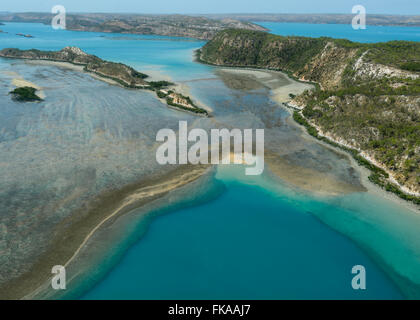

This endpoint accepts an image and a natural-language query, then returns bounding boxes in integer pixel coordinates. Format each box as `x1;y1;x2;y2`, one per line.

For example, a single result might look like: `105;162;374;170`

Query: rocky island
0;12;267;40
198;30;420;203
10;87;42;102
0;47;208;115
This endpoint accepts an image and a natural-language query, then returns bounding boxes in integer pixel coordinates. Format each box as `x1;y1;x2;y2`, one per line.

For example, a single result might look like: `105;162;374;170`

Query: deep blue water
255;22;420;42
0;23;420;299
82;170;402;299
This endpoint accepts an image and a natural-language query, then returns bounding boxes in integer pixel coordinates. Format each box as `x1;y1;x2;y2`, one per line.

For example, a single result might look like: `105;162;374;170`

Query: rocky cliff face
200;30;420;196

Directive: Reproduce every item above word for word, leaving out the pictures.

Reply to the task:
This endpoint accepts an image and a natural-language query, then returns bounding boxes in integer pixel coordinates. Format each box as `x1;y1;x2;y2`, one per line.

For example, a single result might look like: `105;162;374;170`

Query: rocky island
0;12;267;40
198;30;420;203
10;87;42;102
0;47;208;115
This endpoint accepts an image and a natural-language query, then returns bounding boxes in integer pixel coordinates. Format each box as `x1;y1;x2;y2`, one per line.

For example, a single result might look like: `105;162;374;170`

Query: deep blue water
255;22;420;42
0;23;420;299
82;170;402;299
This endpoint accepts an image and a natural-language query, then returns bounding boxes in integer pixel coordinates. Format each box as `x1;y1;x2;y2`, one per line.

For example, a single result might look like: `105;162;374;170`

Query: rocky cliff face
200;30;420;196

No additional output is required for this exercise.